Exercise objective:
Looking at the records below, state how many lines include the string "wall" and add nothing further.

Point-per-instance localization data:
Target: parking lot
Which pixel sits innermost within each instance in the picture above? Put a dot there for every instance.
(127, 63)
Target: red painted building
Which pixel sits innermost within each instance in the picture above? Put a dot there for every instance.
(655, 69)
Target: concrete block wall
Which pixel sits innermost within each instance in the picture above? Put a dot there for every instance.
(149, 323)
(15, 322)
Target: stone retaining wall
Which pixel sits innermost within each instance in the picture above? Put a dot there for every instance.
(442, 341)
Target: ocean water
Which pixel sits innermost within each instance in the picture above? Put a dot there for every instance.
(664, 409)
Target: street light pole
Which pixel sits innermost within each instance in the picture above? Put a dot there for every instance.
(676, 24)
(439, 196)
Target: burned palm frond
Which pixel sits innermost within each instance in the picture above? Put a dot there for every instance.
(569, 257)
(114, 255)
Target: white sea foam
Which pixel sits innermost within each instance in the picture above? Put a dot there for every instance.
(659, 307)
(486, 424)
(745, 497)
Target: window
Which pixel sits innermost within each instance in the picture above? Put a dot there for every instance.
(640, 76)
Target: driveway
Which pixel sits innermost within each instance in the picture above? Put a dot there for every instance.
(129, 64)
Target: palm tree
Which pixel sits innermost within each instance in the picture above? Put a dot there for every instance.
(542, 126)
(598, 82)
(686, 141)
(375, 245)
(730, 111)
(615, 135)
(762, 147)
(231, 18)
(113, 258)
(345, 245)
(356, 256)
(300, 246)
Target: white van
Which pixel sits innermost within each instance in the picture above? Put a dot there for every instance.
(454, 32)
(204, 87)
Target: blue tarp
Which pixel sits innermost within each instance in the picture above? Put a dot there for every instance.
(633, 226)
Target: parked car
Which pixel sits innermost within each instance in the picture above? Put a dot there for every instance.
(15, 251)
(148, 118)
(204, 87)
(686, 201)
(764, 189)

Result of the exercise:
2